* _Qué producir_: Prolonga el texto citado sobre el referéndum catalán del 1 de octubre, comenzando justo después de su última oración.

Este texto pretende participar en un debate estratégico abierto en las izquierdas en torno al referéndum catalán del 1 de octubre, pero que pensamos que va más allá. No entraremos a relatar la historia de la formación del proceso independentista catalán. Delimitaremos la discusión a proponer una caracterización de lo que se ha llamado el […]

Este texto pretende participar en un debate estratégico abierto en las izquierdas en torno al referéndum catalán del 1 de octubre, pero que pensamos que va más allá. No entraremos a relatar la historia de la formación del proceso independentista catalán. Delimitaremos la discusión a proponer una caracterización de lo que se ha llamado el procés y tratar de aportar argumentos de por qué las izquierdas no independentistas deberían impulsar activamente el 1-O como un momento de ruptura.

* _Listado de datos_:
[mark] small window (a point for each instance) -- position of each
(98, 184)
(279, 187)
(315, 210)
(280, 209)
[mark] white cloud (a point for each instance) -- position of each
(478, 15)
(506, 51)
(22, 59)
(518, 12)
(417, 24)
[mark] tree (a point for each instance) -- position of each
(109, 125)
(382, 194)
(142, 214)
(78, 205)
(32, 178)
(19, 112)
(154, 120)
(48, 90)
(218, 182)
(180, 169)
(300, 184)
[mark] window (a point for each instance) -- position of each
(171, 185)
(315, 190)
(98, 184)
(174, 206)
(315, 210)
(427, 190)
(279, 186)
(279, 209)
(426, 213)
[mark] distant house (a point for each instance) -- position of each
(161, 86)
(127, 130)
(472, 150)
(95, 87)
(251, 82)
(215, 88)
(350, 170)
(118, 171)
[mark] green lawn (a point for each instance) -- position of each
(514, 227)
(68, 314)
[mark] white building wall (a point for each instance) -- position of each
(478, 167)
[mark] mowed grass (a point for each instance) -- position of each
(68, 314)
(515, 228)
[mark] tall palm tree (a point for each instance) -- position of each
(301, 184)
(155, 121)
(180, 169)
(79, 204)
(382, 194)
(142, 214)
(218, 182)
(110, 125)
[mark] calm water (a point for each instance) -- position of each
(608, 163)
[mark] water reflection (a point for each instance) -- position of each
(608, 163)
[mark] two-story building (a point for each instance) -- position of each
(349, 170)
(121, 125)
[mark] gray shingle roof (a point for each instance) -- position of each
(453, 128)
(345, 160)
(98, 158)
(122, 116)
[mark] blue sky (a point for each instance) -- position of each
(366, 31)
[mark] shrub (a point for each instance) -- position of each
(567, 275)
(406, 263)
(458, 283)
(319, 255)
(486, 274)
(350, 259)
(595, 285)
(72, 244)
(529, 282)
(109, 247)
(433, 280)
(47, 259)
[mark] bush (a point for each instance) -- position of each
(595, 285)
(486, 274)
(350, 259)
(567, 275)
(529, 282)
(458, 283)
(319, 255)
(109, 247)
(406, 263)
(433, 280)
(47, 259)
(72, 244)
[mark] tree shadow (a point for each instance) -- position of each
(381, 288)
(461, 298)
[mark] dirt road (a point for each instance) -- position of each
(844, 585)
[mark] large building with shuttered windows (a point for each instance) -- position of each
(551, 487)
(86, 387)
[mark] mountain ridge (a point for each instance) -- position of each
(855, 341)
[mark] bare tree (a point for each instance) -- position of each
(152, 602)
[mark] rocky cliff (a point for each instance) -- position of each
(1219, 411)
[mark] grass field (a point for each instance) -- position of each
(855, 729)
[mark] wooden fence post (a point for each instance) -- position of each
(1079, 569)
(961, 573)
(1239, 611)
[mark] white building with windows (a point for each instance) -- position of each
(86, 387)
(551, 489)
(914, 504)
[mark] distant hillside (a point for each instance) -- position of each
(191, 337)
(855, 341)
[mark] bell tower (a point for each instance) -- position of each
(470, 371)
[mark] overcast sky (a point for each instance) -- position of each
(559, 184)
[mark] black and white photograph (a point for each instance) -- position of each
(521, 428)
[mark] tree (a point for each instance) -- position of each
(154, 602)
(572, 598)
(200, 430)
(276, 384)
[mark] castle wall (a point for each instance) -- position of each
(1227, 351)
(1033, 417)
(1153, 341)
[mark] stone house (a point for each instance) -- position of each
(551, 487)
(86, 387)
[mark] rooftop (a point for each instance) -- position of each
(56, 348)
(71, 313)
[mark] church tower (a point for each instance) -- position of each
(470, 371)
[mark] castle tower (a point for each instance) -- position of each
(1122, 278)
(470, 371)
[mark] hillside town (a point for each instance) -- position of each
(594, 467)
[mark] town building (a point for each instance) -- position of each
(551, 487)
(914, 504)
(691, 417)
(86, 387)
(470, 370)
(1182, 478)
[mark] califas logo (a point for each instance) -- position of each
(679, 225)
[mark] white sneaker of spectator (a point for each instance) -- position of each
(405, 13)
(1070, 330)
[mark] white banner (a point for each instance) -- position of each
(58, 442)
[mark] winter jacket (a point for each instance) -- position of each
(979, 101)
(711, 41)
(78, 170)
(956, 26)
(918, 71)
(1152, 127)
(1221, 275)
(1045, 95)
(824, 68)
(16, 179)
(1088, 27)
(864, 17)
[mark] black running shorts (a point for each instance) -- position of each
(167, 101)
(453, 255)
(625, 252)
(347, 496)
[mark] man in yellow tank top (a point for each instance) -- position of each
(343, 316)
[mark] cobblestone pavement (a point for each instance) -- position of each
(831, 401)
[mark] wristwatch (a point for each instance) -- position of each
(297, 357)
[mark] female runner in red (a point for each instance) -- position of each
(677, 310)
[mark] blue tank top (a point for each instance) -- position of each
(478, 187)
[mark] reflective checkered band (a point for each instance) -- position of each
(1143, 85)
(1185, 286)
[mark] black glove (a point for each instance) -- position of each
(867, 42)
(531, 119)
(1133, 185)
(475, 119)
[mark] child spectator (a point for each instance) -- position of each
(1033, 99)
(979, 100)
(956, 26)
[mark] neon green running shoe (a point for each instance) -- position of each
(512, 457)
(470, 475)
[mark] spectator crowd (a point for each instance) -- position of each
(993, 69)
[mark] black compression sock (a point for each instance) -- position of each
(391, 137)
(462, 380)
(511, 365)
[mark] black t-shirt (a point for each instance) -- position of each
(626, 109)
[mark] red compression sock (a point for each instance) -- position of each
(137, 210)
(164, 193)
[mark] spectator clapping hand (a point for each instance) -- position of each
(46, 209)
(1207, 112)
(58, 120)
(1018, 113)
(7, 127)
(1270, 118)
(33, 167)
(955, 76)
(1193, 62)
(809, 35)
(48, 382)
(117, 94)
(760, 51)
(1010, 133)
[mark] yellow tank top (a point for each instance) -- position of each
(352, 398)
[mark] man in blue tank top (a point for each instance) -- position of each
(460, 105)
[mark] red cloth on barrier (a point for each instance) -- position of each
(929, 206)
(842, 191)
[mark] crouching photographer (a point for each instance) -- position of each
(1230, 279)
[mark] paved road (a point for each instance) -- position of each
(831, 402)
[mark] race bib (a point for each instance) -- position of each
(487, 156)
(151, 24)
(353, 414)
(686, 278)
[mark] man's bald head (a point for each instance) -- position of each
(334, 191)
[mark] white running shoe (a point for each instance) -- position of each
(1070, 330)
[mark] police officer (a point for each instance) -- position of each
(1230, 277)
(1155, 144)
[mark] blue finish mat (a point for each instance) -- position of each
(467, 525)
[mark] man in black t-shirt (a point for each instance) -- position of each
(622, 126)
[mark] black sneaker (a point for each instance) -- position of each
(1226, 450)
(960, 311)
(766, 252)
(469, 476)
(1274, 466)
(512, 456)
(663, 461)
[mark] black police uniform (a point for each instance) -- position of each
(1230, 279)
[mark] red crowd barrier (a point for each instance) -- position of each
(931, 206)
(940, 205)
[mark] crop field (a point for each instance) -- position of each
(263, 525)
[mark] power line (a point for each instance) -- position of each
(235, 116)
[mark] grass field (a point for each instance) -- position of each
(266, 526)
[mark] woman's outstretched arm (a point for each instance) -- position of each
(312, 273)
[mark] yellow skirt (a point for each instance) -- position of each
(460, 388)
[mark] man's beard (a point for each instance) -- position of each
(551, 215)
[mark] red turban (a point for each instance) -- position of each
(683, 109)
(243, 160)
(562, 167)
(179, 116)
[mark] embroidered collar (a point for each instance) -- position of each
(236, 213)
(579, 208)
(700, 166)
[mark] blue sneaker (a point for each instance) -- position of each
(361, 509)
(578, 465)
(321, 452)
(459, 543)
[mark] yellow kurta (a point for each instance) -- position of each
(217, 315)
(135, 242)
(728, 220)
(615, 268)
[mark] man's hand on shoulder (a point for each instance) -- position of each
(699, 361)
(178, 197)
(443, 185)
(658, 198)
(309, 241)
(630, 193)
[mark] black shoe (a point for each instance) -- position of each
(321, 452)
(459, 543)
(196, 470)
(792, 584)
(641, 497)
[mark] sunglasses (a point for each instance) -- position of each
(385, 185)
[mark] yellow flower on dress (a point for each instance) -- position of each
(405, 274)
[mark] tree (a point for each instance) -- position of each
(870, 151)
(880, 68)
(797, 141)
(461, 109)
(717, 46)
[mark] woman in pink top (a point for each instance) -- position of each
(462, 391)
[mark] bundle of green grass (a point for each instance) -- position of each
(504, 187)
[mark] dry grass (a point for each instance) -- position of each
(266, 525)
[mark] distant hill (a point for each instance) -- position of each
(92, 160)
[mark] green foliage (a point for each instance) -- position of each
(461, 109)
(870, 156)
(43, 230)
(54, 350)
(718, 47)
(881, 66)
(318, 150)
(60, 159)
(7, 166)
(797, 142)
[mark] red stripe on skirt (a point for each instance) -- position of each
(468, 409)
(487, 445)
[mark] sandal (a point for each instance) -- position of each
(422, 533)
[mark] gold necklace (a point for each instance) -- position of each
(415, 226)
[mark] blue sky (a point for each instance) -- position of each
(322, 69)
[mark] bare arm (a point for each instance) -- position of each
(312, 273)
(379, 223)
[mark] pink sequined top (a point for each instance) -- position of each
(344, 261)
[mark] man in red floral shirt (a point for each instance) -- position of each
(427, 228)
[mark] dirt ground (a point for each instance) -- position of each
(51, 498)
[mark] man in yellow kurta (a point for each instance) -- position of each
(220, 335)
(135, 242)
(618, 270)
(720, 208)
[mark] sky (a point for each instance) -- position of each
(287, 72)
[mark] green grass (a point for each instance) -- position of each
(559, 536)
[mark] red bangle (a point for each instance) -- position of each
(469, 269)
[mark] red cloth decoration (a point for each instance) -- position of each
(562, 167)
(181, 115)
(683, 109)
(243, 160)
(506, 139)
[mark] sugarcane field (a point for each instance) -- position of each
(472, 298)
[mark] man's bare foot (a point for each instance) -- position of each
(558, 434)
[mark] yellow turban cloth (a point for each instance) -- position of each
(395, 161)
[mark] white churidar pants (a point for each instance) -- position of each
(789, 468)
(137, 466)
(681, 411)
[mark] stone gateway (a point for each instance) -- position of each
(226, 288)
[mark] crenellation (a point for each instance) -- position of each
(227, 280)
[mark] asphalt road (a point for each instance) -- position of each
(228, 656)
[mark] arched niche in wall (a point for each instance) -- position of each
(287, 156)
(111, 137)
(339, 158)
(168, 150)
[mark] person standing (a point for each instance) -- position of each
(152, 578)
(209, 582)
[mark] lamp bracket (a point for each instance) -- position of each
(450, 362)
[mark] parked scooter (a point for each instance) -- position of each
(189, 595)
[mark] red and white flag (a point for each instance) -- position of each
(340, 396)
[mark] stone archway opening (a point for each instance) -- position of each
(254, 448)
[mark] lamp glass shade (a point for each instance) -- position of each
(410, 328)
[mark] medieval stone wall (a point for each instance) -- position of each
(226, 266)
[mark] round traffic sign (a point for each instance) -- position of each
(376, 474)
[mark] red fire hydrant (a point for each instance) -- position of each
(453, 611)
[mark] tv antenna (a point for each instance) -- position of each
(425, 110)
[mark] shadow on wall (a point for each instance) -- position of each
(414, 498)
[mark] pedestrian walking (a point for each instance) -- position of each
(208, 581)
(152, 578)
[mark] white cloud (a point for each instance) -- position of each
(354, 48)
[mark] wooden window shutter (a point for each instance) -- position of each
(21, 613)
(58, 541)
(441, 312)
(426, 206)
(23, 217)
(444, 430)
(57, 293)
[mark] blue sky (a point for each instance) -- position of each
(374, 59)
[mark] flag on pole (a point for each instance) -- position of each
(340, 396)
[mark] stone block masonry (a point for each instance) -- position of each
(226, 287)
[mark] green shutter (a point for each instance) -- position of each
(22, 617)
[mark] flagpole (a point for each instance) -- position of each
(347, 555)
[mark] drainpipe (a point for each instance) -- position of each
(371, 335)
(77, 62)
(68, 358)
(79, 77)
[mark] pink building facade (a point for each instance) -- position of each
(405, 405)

* _Respuesta al ejercicio_:
Uno de los argumentos típicos de «sentido común» de la izquierda tradicional para no apoyar el referéndum catalán del 1 de octubre es que el procés está liderado por la burguesía. Dicho así, esto es rotundamente falso y solo puede basarse en dos malentendidos, uno malicioso y otro que sólo puede ser producto de la ignorancia o de un desplazamiento de categorías tan absurdo que se invalida por sí mismo. La falsedad de este argumento es empíricamente verificable. La gran burguesía catalana se ha manifestado una y otra vez contra el procés por irresponsable y por generar inestabilidad en sus negocios, como puede comprobar cualquiera que se moleste en buscar en Google las declaraciones de la patronal catalana Foment del Treball. La ignorancia viene a la hora de definir qué significa burguesía, concepto que la izquierda española solo ha empleado en los últimos 40 años para referirse a Catalunya o, en el caso del PCE, para justificar su política de alianzas con la burguesía progresista y nacional (sic) que representaba Suárez en el 78.

«Burguesía» es un concepto de la economía clásica rescatado por el marxismo, que define a la clase dominante en relación a la propiedad de los medios de producción. Como ya hemos remarcado, las élites de este sector social están en contra del procés: Foro Puente Aéreo, la patronal Foment del Treball, la elitista Círculo Ecuestre, el Círculo de Economía o la internacional Comisión Trilateral han manifestado reiteradamente su oposición a la independencia, así como José Manuel Lara (Planeta), Isidre Fainé (CaixaBank), Josep Lluís Bonet (Freixenet) o Josep Oliu (Banco Sabadell), aunque algunos sectores de Foment del Treball sí que han dado, ante los hechos consumados, apoyo al procés con la esperanza de mejorar su posición y sus prebendas frente a la burguesía del resto del Estado y a nivel internacional. También ante la dinámica de movilización popular el procés ha ido encontrando el aval de la mayoría del empresariado de las pequeñas y medianas empresas, organizados en entidades como la PIMEC, la Cecot o la Cámara de Comercio.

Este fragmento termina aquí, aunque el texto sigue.